Exercise »
Drop every image, then reproduce the data exactly as given.

########

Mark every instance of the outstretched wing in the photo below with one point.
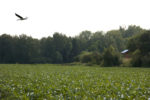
(19, 16)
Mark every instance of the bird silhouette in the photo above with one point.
(20, 17)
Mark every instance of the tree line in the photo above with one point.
(97, 47)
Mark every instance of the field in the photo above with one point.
(58, 82)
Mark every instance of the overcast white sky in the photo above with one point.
(70, 17)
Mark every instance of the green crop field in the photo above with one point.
(60, 82)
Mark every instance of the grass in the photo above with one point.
(45, 81)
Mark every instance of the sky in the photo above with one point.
(71, 17)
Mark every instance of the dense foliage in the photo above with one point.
(63, 49)
(139, 46)
(56, 82)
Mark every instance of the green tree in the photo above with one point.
(111, 57)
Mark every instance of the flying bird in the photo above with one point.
(20, 17)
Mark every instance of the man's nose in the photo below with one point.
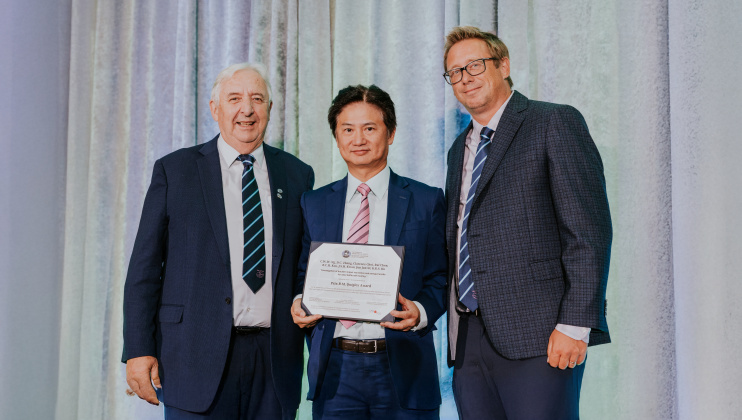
(465, 76)
(358, 137)
(246, 107)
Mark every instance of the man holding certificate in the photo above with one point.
(364, 369)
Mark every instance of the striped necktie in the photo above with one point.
(358, 233)
(467, 291)
(253, 264)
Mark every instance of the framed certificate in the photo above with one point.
(357, 282)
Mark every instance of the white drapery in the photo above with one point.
(655, 81)
(141, 75)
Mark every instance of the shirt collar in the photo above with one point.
(492, 124)
(228, 154)
(379, 184)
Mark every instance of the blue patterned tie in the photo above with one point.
(253, 264)
(467, 292)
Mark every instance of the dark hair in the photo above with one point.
(373, 95)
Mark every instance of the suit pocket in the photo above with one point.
(413, 226)
(546, 270)
(171, 313)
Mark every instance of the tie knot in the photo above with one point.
(486, 133)
(246, 160)
(363, 189)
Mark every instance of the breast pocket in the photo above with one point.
(546, 270)
(172, 314)
(413, 226)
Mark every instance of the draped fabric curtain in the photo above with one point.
(140, 81)
(653, 80)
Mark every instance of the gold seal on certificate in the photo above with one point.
(352, 281)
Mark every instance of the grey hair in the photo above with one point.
(234, 68)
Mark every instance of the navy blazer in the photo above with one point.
(415, 219)
(178, 292)
(539, 228)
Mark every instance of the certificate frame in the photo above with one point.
(349, 252)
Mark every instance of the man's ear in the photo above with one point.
(505, 67)
(212, 107)
(391, 137)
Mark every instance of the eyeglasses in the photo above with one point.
(474, 68)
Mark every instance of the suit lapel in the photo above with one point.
(335, 210)
(453, 186)
(398, 199)
(209, 171)
(509, 124)
(277, 178)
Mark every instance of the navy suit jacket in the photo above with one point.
(539, 228)
(415, 219)
(178, 293)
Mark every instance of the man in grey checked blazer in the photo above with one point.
(534, 240)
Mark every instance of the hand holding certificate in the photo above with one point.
(353, 281)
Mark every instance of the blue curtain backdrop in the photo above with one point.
(98, 90)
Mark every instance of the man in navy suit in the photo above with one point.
(368, 370)
(209, 289)
(529, 238)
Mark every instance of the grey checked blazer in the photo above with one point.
(539, 229)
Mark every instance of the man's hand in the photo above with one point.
(141, 374)
(409, 314)
(300, 317)
(564, 351)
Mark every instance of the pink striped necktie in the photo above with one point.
(358, 233)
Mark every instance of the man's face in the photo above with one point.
(243, 111)
(362, 138)
(483, 94)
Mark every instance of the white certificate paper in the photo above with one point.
(352, 281)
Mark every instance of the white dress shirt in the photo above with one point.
(377, 204)
(248, 308)
(472, 143)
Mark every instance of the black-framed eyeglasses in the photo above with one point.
(474, 68)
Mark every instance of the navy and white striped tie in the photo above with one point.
(467, 291)
(253, 264)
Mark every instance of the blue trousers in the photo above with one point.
(246, 390)
(359, 386)
(489, 386)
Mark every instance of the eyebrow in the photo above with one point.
(361, 123)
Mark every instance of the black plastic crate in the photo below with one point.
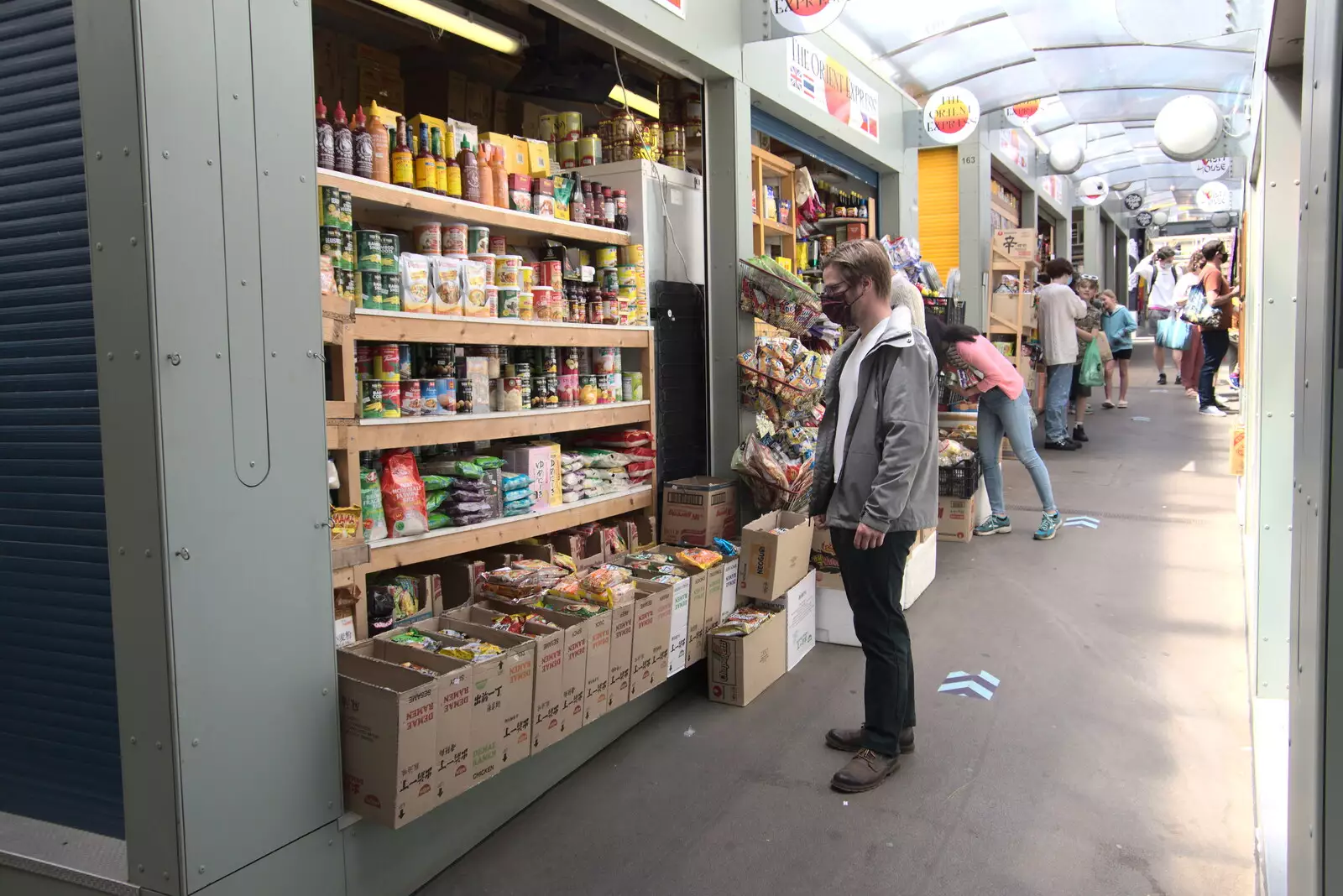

########

Response »
Mark every instance of the outstretched wing in the photo below with one point.
(19, 16)
Mark every instance of the bird silhouette in the photo above with one point.
(20, 17)
Mark every instance of the tree line in the photo above with one point.
(97, 47)
Mark every instance of the field in the photo above with one point.
(58, 82)
Mark every instance of the overcast white sky in the photo above with one point.
(70, 17)
Mark every instance of the green crop field in the photo above with one point.
(60, 82)
Mark every instance of the grass in the photo above with one point.
(45, 81)
Mark every instance of the sky in the photo above with one point.
(71, 17)
Mark every instance of the dense foliage in the photo above with one point.
(63, 49)
(139, 46)
(56, 82)
Mark every instance of the green tree in the photo above with one point.
(111, 57)
Mark every instance of the flying bird in the photo above with one point.
(20, 17)
Mark every instance of the man's nose in the photo below with one point.
(465, 76)
(358, 137)
(246, 107)
Mark every instance of the man holding certificate in the photo above with one point.
(364, 369)
Mark every instance of the striped necktie in the photo above with one point.
(358, 233)
(467, 291)
(253, 264)
Mark every instance of the framed certificate in the photo above with one point.
(357, 282)
Mark every instance of the white drapery in the photo above with one point.
(655, 81)
(141, 75)
Mark every instance of the shirt collar in the photo above with one point.
(492, 124)
(228, 154)
(379, 184)
Mark every instance of the blue patterned tie in the photo above with one point.
(253, 264)
(467, 292)
Mark every instance of the dark hair in the photo above with one point.
(373, 95)
Mark every instance of the suit pocket in the photo above with one point.
(413, 226)
(546, 270)
(171, 313)
Mark every instance of the tie knot in the photo above with one point.
(486, 133)
(246, 160)
(363, 189)
Mark every instance of the breast pocket in the photo above with one point.
(546, 270)
(172, 314)
(413, 226)
Mark every instance of the draped fabric curtain in the photo above with one point.
(140, 81)
(653, 80)
Mark every instance of the gold seal on certificate in the photo above with one point.
(352, 281)
Mark every instance of the grey hair in the photo above with one point.
(234, 68)
Mark every instance of the navy blazer in the photo above with one point.
(415, 219)
(178, 292)
(539, 228)
Mark every instance of the certificate frame in the photo above with one point.
(349, 252)
Mark every instance of the man's ear in the photo above with one point.
(505, 67)
(212, 107)
(391, 137)
Mark every instance of the eyeglasses in the photo above with one point.
(474, 68)
Mark every instance of the suit lapel in the photo above with one point.
(335, 210)
(453, 186)
(398, 199)
(209, 171)
(509, 124)
(277, 178)
Mark every instance of the navy suit jacket in the photo above with one point.
(539, 228)
(415, 219)
(178, 293)
Mark every instance of the man in grey checked blazer in the photo above with one point.
(534, 240)
Mark every instance of the hand holding certificate in the photo above with one point.
(353, 281)
Mark every instance of the blue curtain backdrop in the photo above with one point.
(98, 90)
Mark every instance of the man in navy suit in the photo above with one point.
(368, 370)
(209, 289)
(529, 238)
Mark every instance of the grey checked blazer in the photo above with one point.
(539, 229)
Mark every instance of the man's hand in the photo above with one point.
(141, 374)
(409, 314)
(300, 317)
(564, 351)
Mark every instance of the pink striped necktie in the photo above with one point.
(358, 233)
Mark every instance of the man's face in the photo above with one point.
(243, 111)
(362, 138)
(483, 94)
Mark every instance of the white certificate paper in the photo above with one point.
(352, 281)
Mark every instance of the white dress shirt in the photo above with one point.
(377, 204)
(248, 308)
(472, 143)
Mark every instance of the black-framed eyeglasses in the photo above with one point.
(474, 68)
Mark every instance of the navy and white striped tie in the photo above with one point.
(467, 291)
(253, 264)
Mark every instance of the blue trousers in the photo above with one point.
(246, 390)
(359, 386)
(489, 386)
Mark every instance of the eyebrow in the photo above with one point.
(361, 123)
Mark every instance of the black plastic crate in the photo below with one point.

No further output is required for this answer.